_Work instructions_
Repeat the entire listing exactly.
☆ ☆ ☆
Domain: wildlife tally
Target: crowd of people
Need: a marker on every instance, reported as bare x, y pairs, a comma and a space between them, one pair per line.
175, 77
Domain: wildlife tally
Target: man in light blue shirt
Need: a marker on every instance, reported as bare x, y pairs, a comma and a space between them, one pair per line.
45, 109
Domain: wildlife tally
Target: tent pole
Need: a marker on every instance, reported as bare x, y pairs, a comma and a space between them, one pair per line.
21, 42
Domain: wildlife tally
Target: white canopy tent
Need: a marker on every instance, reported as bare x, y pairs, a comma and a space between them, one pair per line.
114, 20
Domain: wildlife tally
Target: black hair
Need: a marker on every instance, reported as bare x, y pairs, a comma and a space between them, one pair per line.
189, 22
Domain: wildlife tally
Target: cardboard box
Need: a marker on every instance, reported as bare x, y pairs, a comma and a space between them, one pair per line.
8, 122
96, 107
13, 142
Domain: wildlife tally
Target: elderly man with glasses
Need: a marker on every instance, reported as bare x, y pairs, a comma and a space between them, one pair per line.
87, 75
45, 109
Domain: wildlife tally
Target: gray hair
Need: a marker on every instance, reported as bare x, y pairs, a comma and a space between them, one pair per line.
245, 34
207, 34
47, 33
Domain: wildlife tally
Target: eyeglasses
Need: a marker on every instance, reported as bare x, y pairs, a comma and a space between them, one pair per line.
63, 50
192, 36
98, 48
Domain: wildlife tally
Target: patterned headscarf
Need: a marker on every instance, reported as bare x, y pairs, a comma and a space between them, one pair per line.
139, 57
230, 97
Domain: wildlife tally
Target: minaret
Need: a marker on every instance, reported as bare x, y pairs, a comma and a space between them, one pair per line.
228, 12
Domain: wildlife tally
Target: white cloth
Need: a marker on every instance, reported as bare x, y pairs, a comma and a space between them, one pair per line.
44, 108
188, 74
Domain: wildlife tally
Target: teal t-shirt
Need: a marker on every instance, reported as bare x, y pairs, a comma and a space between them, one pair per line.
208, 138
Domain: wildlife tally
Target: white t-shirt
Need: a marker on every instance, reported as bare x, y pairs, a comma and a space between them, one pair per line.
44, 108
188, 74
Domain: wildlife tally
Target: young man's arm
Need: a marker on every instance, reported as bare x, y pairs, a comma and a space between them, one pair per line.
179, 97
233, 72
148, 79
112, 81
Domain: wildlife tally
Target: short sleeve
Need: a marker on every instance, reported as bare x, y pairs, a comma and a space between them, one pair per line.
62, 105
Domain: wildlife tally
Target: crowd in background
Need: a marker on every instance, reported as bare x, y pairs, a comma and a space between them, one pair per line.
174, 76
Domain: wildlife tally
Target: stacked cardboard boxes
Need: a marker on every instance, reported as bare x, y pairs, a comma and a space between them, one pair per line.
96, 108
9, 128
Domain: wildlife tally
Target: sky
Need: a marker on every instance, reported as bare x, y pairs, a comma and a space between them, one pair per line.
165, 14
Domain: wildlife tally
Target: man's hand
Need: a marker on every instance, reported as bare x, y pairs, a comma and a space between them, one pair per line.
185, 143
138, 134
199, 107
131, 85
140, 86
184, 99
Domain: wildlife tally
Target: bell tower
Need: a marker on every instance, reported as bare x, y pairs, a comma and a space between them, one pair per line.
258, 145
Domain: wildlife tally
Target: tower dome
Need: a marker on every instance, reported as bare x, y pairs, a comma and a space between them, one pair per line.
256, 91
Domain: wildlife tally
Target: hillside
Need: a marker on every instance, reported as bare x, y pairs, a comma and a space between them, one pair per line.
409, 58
☆ ☆ ☆
_Your solution_
Domain: wildlife tally
Target: crowd of people
Need: a marker on every instance, reported as bare x, y pairs, a comma and a space between them, one pair per line.
175, 77
Domain: wildlife tally
Target: man in light blue shirt
Need: a marker on every instance, reported as bare x, y pairs, a comma and a space between them, one pair per line.
45, 109
Domain: wildlife tally
Target: tent pole
Need: a marker on every instance, reported as bare x, y pairs, a comma and a space between them, one pair per line.
21, 42
Domain: wildlife tally
Target: white canopy tent
Need: a marker on every instance, reported as bare x, y pairs, a comma and a space between them, one pair per line.
114, 20
Domain: wildlife tally
Target: black hair
Need: a marker on every instance, reported as bare x, y pairs, a comma and a space between them, one pair per line.
189, 22
Domain: wildlife tally
Target: cardboard box
Need: a marker on every instance, reported as bare x, y pairs, a comma and a space between them, one pair per line.
8, 122
96, 107
13, 142
Domain: wildlife tally
Target: elderly man with glasses
Need: a marker on every instance, reported as bare x, y pairs, a comma and a space between them, one pair per line.
87, 75
45, 109
Domain: wildlife tally
Target: gray hair
Need: a marker on every instance, reported as bare x, y pairs, a comma and a space between them, one pair per line.
245, 34
207, 34
47, 33
Domain: wildlife tally
Target: eyeglasses
Need: a marker on every instance, reported as bare x, y pairs, a comma and a space between them, one pair per line.
63, 50
192, 36
98, 48
Domain: wildlife tally
Target: patterned headscarf
Need: a marker on every instance, reported as bare x, y pairs, a comma and a space between them, one pair per line.
139, 57
230, 97
Domain: wildlife tally
Target: minaret
Need: a marker on every instance, reported as bare x, y pairs, a comma and a space between them, one pair per line.
228, 12
Domain: wildlife tally
Target: white cloth
Need: a marker on every instance, reported as bare x, y pairs, a comma and a space between them, one pair per line.
44, 108
188, 74
Domain: wildlife tally
Target: teal t-shirt
Need: a marker on every instance, reported as bare x, y pairs, a comma and a space between them, one pair per line.
208, 138
Domain: wildlife tally
Target: white t-shirt
Need: a marker on every instance, reported as bare x, y pairs, a comma and a space between them, one pair per line.
44, 108
188, 74
Domain: wildlife tally
Target: young man's arm
Need: a marker on every instance, reported as bare x, y pairs, a comma and a space between them, one pair per line.
179, 97
233, 72
148, 79
112, 81
Domain: wildlife tally
Target: short sleeve
Need: a marker on every instance, reported as bare x, y pairs, a comma and a space between them, one pair per line.
62, 105
Domain: wildlife tally
Target: crowd in background
Need: a marker on every instance, reported as bare x, y pairs, a comma and a space between them, one pair per line.
174, 76
Domain: wildlife tally
Target: stacked cardboard boxes
Need: a marker on every instance, reported as bare x, y pairs, a comma and a space between them, one pair per line.
96, 108
9, 128
Domain: wildlife tally
Target: sky
Need: a marker on every instance, reported as bare x, y pairs, a comma and a space between them, one pair per line.
165, 14
Domain: wildlife tally
Target: man's hand
Need: a marker on every instance, reported as bare x, y pairs, a comma and a space between them, one pair per line.
185, 143
138, 134
199, 107
131, 85
140, 86
184, 99
Domain: wildlife tally
Target: bell tower
Need: a marker on every instance, reported as bare x, y pairs, a comma and a space between them, one pair per line.
258, 145
Domain: wildlife tally
Target: tower dome
Need: a marker on every instance, reported as bare x, y pairs, a comma and a space between them, one pair per line.
256, 91
Domain: wildlife tally
Target: hillside
Need: a marker on every instance, reported as bare x, y pairs, a comma and a space between them, one pair per line.
409, 58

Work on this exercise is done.